What the task requires — Print the records below line for line, with no character changed.

>> start Information provided

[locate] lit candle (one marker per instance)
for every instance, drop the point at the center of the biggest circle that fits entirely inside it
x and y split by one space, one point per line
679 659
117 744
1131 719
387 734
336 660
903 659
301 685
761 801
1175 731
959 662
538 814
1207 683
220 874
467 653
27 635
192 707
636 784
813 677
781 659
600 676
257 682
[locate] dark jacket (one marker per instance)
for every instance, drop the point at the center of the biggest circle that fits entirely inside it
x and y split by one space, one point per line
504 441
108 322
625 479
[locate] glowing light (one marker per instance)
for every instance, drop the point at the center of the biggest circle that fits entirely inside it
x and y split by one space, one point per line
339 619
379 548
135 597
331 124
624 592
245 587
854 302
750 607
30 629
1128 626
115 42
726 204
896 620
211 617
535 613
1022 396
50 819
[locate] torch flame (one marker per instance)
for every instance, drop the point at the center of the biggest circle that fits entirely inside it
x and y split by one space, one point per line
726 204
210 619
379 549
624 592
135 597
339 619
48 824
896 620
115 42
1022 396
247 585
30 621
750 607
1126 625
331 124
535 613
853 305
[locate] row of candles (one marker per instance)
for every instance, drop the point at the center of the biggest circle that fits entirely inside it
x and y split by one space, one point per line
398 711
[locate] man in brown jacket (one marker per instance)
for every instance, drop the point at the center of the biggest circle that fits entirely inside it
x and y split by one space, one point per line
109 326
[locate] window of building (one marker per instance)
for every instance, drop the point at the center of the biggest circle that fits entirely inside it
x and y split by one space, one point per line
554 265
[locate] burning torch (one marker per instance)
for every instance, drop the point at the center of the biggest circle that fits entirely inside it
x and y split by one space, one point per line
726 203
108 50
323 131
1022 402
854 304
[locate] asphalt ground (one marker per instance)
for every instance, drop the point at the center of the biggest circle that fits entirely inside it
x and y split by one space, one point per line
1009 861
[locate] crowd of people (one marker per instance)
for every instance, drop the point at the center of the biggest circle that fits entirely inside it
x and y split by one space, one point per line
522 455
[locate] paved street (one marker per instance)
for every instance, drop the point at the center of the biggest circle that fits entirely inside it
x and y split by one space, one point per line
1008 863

>> end Information provided

The completed task —
[locate] lit candle (one marker per instance)
for every instance, drop the point at the center of the biggest circle that fits entirely inside it
x and y split by one space, one point per line
679 659
117 744
1131 719
387 734
336 660
903 659
301 685
761 801
1175 731
959 662
538 814
1207 683
220 874
467 653
27 635
192 707
636 784
813 677
781 659
600 676
257 682
[locate] dark jacket (one marker per instance)
for every instance, drop the point at the center of the biggest circle that fits entirely inside it
x and y split by one space, one point per line
504 441
108 322
625 479
[locate] glowing light (one marker per instance)
for every instance, drop the point at the center of the biggest circle that fits entirely inside it
x and y split by one space, one point per line
339 619
379 548
135 597
331 124
624 592
245 587
854 302
750 607
30 629
1128 626
115 42
726 204
896 620
211 617
535 613
1022 396
50 819
[locate] torch flame (one marker per instance)
for every instance, drop the point at the center of the biggest circle that fits entirely inside it
x and y split by one space, one point per line
726 204
210 619
379 549
624 592
135 597
339 619
48 824
896 620
115 42
1022 396
247 585
30 621
750 607
1126 625
331 124
535 613
853 305
[locate] row of candles (one marker per instance)
for every instance, drop the point at the center of the biggest circle that fits entirely inside it
x and y split by one space, one point per line
398 711
[locate] man in brown jacket (one marker per instance)
for every instance, drop the point at the center of the biggest circle that fits entirely inside it
x and y split by one space, one point per line
109 326
[locate] window of building (one marker per instance)
for every instance, drop the point at the center of the biggest circle that fits entirely inside it
x and y split by one space, one point per line
554 265
[locate] burning torch (one marker per instance)
for every instance, drop the point at the center of the biggest circle that fits entirely inside it
x and y split by one space, one point per line
726 203
108 50
323 131
1022 402
854 304
[locate] asphalt ground (one marker per instance)
for every instance, drop the point at the center of the biggest circle that fits entirely inside it
x and y split by one space, one point per line
1009 861
[locate] crowd of people (one marker per instance)
for every instance, drop the point at the center of the biggest circle that fits entirely inside it
x and y split by one space, one point per line
522 455
[locate] paved street (one marker per instance)
for every instance, drop the point at the center of the biggest circle that fits entirely inside it
x and y split by one space, one point per line
1008 863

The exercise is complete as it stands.